▶ **Try it**
Return each line of the entries that holds the string "below".

------------------------------------------------------------------------

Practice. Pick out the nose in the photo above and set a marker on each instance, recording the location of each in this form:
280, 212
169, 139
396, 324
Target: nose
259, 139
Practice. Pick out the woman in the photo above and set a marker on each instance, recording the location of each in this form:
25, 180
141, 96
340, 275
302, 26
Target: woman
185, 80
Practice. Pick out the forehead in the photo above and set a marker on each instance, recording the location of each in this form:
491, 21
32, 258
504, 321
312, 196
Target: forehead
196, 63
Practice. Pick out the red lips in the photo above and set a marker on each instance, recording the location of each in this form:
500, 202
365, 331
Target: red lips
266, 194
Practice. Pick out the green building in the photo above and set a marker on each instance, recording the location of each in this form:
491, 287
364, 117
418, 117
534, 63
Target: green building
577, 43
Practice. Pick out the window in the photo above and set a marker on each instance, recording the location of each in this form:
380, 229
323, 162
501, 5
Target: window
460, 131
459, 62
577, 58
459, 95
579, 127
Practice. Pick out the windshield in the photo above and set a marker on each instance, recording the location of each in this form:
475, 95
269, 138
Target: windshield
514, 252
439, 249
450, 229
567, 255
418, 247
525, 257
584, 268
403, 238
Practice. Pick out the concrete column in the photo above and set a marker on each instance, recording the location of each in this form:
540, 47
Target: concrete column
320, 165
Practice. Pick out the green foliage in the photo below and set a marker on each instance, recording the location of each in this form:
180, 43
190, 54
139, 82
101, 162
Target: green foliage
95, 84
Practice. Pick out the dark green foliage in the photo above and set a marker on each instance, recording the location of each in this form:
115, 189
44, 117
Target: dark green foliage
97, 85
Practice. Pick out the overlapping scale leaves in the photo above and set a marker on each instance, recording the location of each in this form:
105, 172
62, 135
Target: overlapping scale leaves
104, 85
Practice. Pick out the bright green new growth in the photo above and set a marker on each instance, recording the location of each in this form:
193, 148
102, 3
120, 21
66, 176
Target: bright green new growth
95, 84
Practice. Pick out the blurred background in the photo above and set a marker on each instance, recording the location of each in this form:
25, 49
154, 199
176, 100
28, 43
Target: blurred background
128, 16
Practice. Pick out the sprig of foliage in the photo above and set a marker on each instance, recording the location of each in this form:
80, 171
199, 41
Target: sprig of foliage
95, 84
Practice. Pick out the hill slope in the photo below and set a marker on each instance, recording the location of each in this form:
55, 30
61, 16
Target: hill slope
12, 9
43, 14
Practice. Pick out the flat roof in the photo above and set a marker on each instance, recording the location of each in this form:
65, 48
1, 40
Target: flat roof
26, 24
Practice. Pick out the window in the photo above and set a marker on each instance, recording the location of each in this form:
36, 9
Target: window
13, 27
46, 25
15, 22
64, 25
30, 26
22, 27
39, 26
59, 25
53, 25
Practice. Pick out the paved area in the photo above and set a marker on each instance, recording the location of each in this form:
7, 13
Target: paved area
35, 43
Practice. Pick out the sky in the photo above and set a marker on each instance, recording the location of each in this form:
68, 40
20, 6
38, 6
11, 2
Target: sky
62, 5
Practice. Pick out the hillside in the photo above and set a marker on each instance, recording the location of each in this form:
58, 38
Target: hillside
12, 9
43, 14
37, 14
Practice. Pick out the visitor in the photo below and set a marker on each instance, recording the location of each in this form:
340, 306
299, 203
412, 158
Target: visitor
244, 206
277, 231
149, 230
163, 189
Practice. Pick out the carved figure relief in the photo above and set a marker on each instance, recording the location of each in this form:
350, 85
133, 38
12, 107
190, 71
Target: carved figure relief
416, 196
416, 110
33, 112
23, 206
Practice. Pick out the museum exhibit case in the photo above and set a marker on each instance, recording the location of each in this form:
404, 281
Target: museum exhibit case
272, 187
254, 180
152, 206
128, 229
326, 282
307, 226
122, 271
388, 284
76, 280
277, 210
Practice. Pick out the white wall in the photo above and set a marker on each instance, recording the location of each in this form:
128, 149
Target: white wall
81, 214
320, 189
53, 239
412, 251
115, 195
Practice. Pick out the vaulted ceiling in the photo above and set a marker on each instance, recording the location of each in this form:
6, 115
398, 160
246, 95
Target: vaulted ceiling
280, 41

------------------------------------------------------------------------

▶ **Written answer**
Practice. Pick out the green foliage in the photo below and set a marker on each instance, recording the location of each in this form:
Practice. Pick out the hill slope in the photo below and set a marker on each instance, recording the location of each in this form:
Practice. Pick out the visitor in the photo below and set a marker on each instance, recording the location of each in this form:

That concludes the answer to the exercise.